# Set exercise
All of the records below should be output exactly.

Dataset rows on where objects appear:
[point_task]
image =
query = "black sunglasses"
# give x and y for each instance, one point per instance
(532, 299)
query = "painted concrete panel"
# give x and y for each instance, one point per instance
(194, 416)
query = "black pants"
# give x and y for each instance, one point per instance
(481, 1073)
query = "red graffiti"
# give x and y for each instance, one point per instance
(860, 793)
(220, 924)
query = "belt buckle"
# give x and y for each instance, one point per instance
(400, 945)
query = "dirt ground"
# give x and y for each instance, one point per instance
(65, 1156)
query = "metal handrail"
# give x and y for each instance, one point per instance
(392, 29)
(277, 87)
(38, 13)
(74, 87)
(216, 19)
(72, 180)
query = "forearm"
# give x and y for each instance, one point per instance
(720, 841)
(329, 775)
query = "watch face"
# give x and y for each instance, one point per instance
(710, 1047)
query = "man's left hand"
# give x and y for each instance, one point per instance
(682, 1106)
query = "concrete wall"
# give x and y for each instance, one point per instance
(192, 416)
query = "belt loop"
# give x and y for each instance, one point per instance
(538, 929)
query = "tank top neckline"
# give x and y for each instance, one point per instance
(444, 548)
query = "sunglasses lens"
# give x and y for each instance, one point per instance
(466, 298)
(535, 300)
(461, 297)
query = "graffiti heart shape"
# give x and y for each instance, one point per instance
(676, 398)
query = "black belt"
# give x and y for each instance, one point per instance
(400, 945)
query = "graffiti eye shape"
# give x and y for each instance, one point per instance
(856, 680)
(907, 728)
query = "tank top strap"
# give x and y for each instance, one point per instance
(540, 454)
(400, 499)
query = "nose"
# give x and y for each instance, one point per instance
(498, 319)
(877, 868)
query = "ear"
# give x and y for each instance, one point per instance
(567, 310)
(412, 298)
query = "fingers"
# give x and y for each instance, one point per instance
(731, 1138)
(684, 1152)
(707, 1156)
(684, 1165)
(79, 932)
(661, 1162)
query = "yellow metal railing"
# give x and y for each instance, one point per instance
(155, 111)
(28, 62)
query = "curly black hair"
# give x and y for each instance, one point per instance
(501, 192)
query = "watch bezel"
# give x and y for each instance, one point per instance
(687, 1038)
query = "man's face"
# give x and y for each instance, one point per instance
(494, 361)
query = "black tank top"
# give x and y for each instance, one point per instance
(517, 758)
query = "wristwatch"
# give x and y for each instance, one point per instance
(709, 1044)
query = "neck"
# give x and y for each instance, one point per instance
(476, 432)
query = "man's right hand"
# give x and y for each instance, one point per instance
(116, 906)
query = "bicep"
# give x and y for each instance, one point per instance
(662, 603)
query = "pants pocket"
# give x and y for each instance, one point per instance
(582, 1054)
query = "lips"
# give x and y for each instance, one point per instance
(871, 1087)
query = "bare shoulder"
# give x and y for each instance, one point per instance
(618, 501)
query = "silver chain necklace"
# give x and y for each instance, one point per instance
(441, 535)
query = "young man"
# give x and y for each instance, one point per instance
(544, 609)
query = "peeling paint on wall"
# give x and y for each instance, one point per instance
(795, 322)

# Written answer
[point_task]
image =
query = "black sunglasses"
# give x and y for each instance, one point per instance
(532, 299)
query = "painted concrete panel"
# give x and y for each instance, one point per instance
(194, 416)
query = "black pants"
# give x and y for each instance, one point per instance
(481, 1073)
query = "red graffiti"
# give x and y for each instance, one point per instance
(860, 793)
(220, 924)
query = "belt buckle"
# give x and y for each instance, one point per instance
(400, 945)
query = "dirt ground"
# give x and y for each instance, one point per instance
(65, 1156)
query = "metal handrail"
# give x and y for each instance, one point per instance
(392, 29)
(277, 87)
(38, 13)
(74, 87)
(216, 19)
(72, 180)
query = "forearm"
# give x and y for each instance, one point per instance
(720, 841)
(329, 775)
query = "watch face"
# give x and y for each instance, one point per instance
(710, 1047)
query = "man's left hand"
# give x and y for each instance, one point per instance
(682, 1106)
query = "concrete wall"
# give x and y for each instance, one point per instance
(192, 416)
query = "belt loop"
# give x and y for each instance, one point per instance
(538, 929)
query = "tank top neckline"
# give x and y for each instance, one point per instance
(444, 548)
query = "sunglasses lens"
# give x and y for each instance, one point per instance
(466, 298)
(535, 300)
(461, 297)
query = "graffiti heart shape"
# give x and y for each instance, one point per instance
(676, 398)
query = "black belt"
# give x and y for each instance, one point per instance
(400, 945)
query = "graffiti eye shape"
# give x and y for each instance, one point per instance
(856, 680)
(907, 728)
query = "tank top strap"
# give x and y for each instance, one point per instance
(540, 454)
(400, 499)
query = "nose"
# give x and y for each instance, one point per instance
(498, 319)
(877, 868)
query = "ear"
# give x and y for each instance, one point per instance
(567, 310)
(412, 298)
query = "fingers"
# give x and y for each instance, one point per instance
(731, 1138)
(684, 1152)
(707, 1156)
(684, 1165)
(79, 932)
(661, 1162)
query = "yellow metal railing"
# give x and y for each instance, one point per instance
(155, 111)
(28, 62)
query = "curly black hair"
# give x and y for each instance, one point per instance
(501, 192)
query = "watch bezel"
# give x and y for each instance, one point per instance
(687, 1038)
query = "man's face"
# give x and y for each instance, one point per instance
(494, 361)
query = "black tank top"
# give x and y for each instance, one point per instance
(517, 758)
query = "wristwatch"
# give x and y for each instance, one point per instance
(709, 1044)
query = "neck"
# give x and y for each instance, one point per instance
(476, 432)
query = "man's right hand"
# give x and y for each instance, one point per instance
(116, 906)
query = "bicep"
# give x and y for each instance, one point per instance
(662, 603)
query = "pants pocket"
# give x and y for each instance, one point per instance
(582, 1054)
query = "lips"
# give x and y for each instance, one point per instance
(871, 1087)
query = "bare shoulder"
# give x and y for each instance, one point per instance
(618, 501)
query = "silver chain necklace"
# give x and y for each instance, one point per instance
(441, 535)
query = "young man"
# give x and y for each instance, one point per instance
(544, 609)
query = "peeling paint on wall"
# give x and y for each instance, one point per instance
(795, 322)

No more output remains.